_Consigne:_ Pouvez-vous poursuivre le texte sur les Béatitudes à partir de sa dernière phrase ?

━━━ Texte proposé

Ap
7,2-4.9-14 ; Ps 23 ; 1Jn 3,1-3 ; Mt 5,1-12a
Chers frères et sœurs,
Aujourd’hui Jésus a fait un don exceptionnel à ses disciples et à
nous-mêmes. Un don merveilleux. Saint Matthieu est très précis : il dit
que Jésus est monté sur la montagne, il s’est assis et s’est mis à enseigner.
Tous les détails comptent. Cela veut dire que Jésus est le Maître qui donne son
enseignement avec autorité. Plus encore, il est Dieu qui parle, comme il
parlait à Moïse au Mont Sinaï. Son enseignement est donc comme les tables de la
Loi nouvelle. Ici il ne s’agit pas d’interdits, de panneaux d’avertissement
pour ne pas s’égarer sur les sentiers du mal, mais de bénédictions. Pas
n’importe lesquelles. Nous pouvons les lire de trois manières.
La première est qu’à chaque béatitude, Jésus nous dévoile un trait
de sa personnalité, de la personnalité de Dieu. Il est le pauvre de cœur, il
est celui qui pleure, il est celui qui est doux, celui qui a faim et soif de
justice. Il est celui qui est miséricordieux, qui a un cœur pur, qui est
artisan de paix, qui sera persécuté, insulté et calomnié. Mais il est aussi
celui qui est déjà dans l’allégresse car sa récompense est grande dans les
cieux. Sa récompense, c’est la résurrection : la gloire de Dieu, l’amour
de Dieu, la vie de Dieu lui-même. Vous vous demandez comment était Jésus ?
Vous vous demandez qui est Dieu ? Relisez et méditez les Béatitudes :
c’est lui.

━━━━━━
━━━ Données fournies

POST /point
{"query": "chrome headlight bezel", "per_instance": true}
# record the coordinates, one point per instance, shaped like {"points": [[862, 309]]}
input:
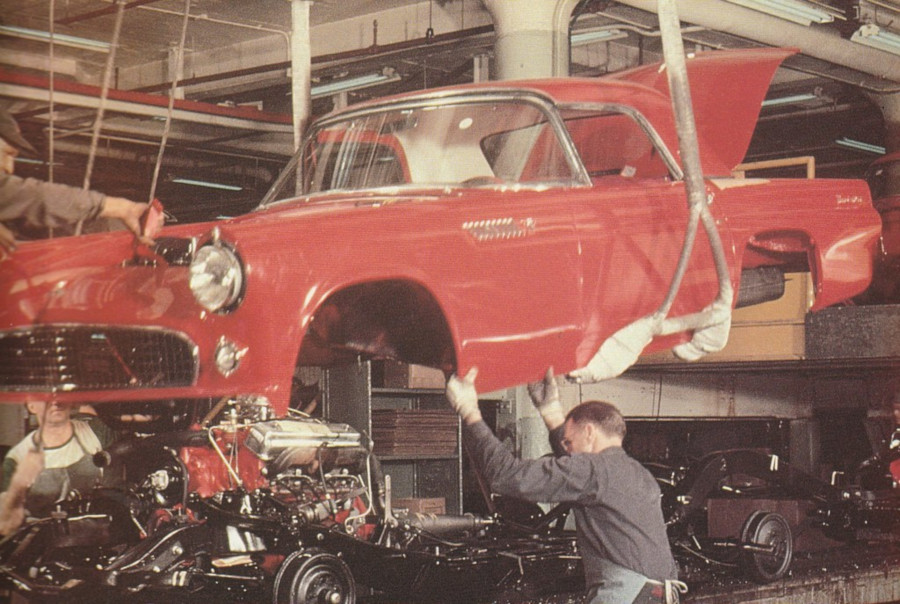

━━━━━━

_Corrigé:_
La seconde manière de lire les Béatitudes, c’est de les comprendre
dans leur vrai sens. Je ne peux pas les commenter toutes ici, mais seulement
les deux premières. Je vais essayer de vous y faire entrer.
« Heureux les pauvres de cœur ». Il faut lire le
mot « Heureux » dans son sens le plus fort :
« Bienheureux », c’est-à-dire « Saint », toujours avec
cette notion de joie, de profonde allégresse. Exactement comme l’ange a dit à Marie :
« Réjouis-toi, comblée de grâce ». Sont Bienheureux les pauvres
de cœur. C’est une expression presque incompréhensible en français. En
Araméen, le pauvre-de-cœur, c’est quelqu’un qui est inoffensif comme un agneau.
En lui, il n’y a pas une seule idée du mal, tellement il est bon. Il n’a pas de
méchanceté, ni d’irritation, ni de jalousie. Au contraire, il est humble, doux,
toujours positif. Le pauvre-de-cœur n’inspire pas du tout la pitié, mais
l’amour. C’est un saint sur la terre, un agneau, un ange du ciel. « Heureux-Bienheureux
les pauvres-de-cœur, car le Royaume des Cieux est à eux ».
Ensuite Jésus dit : « Heureux ceux qui pleurent, car
ils seront consolés ». Nous pouvons comprendre sa parole au sens
premier : nous pensons à ceux qui sont tristes, à ceux qui sont en deuil :
ils seront consolés. Mais nous devons aussi penser à Jésus qui pleure sur les
habitants de Jérusalem, parce qu’ils ne l’ont pas reconnu comme leur Sauveur.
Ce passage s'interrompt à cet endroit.